* _TASK REQUIREMENTS_
Reproduce the passage on phantom disk classification from "For instance, in" to "the classification results.", swapping "program" for "software".

* _STUDY TEXT_
=-=-=

For instance, in the example depicted in Figure 3, this criterion is illustrated for the thickness of 0.50µm, which corresponds to the third region analyzed for the 0.80mm diameter line. The program dismisses the cell where only the central disk is located, as per the established limitation. These limitations imposed on the program ensure that the final classification outcome is in closer agreement with the human reading process, enhancing the reliability and accuracy of the classification results.
The results obtained from the disks classification in the previous stage were used to determine four image quality parameters [24,25] to be used as metrics to determine the software performance:
Contrast-detail curve (CDC) – the graphical correlation between the minimum diameter and thickness of each disk phantom in relation to a true reading;
Correct observation ratio (COR) – calculated as the ratio between the number of correctly identified disks (Ni ) and the actual total number of disks (Nr ), multiplied by 100;
Image quality figure (IQF) – determined by summing the product of the smallest scored object diameter (Di,min) and its corresponding contrast (thickness) values;
Figure-of-merit (FOM) – used to assess the effects of dose and serves as a standard for comparing image quality.

=-=-=

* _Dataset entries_
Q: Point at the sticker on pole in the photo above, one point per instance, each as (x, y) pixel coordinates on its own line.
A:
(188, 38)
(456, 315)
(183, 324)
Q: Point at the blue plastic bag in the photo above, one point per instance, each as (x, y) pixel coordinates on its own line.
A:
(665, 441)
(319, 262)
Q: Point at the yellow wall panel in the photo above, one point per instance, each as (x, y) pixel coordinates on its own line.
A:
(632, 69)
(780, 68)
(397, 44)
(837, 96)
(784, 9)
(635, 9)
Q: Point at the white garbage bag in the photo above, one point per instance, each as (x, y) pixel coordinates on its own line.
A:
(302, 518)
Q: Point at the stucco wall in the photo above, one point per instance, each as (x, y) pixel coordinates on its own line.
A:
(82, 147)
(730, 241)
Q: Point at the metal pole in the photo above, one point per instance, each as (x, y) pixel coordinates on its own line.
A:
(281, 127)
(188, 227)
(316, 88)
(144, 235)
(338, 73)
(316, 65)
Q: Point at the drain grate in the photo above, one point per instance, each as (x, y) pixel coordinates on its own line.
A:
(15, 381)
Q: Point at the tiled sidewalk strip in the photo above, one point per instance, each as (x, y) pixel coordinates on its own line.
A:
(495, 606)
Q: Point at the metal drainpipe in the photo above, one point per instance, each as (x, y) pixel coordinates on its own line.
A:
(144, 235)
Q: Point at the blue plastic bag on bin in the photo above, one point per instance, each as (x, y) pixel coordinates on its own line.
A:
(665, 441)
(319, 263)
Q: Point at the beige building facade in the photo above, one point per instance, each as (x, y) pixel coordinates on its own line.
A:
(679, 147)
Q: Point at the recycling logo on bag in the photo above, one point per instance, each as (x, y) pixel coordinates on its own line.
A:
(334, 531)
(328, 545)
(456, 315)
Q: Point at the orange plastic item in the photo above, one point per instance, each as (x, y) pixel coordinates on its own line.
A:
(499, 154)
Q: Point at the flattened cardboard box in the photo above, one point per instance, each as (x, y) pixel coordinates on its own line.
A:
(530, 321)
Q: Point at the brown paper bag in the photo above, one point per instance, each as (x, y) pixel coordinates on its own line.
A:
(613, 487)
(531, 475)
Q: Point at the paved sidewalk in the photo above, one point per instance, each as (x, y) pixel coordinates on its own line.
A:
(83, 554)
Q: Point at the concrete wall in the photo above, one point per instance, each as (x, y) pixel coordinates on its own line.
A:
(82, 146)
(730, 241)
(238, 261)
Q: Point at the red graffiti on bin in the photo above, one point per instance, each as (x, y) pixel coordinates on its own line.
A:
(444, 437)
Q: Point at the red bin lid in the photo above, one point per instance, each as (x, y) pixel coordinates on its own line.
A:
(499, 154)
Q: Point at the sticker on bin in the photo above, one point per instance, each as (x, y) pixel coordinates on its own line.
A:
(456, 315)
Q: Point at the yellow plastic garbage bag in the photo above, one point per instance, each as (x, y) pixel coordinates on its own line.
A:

=-=-=

* _ANSWER TO THIS PROBLEM_
For instance, in the example depicted in Figure 3, this criterion is illustrated for the thickness of 0.50µm, which corresponds to the third region analyzed for the 0.80mm diameter line. The software dismisses the cell where only the central disk is located, as per the established limitation. These limitations imposed on the software ensure that the final classification outcome is in closer agreement with the human reading process, enhancing the reliability and accuracy of the classification results.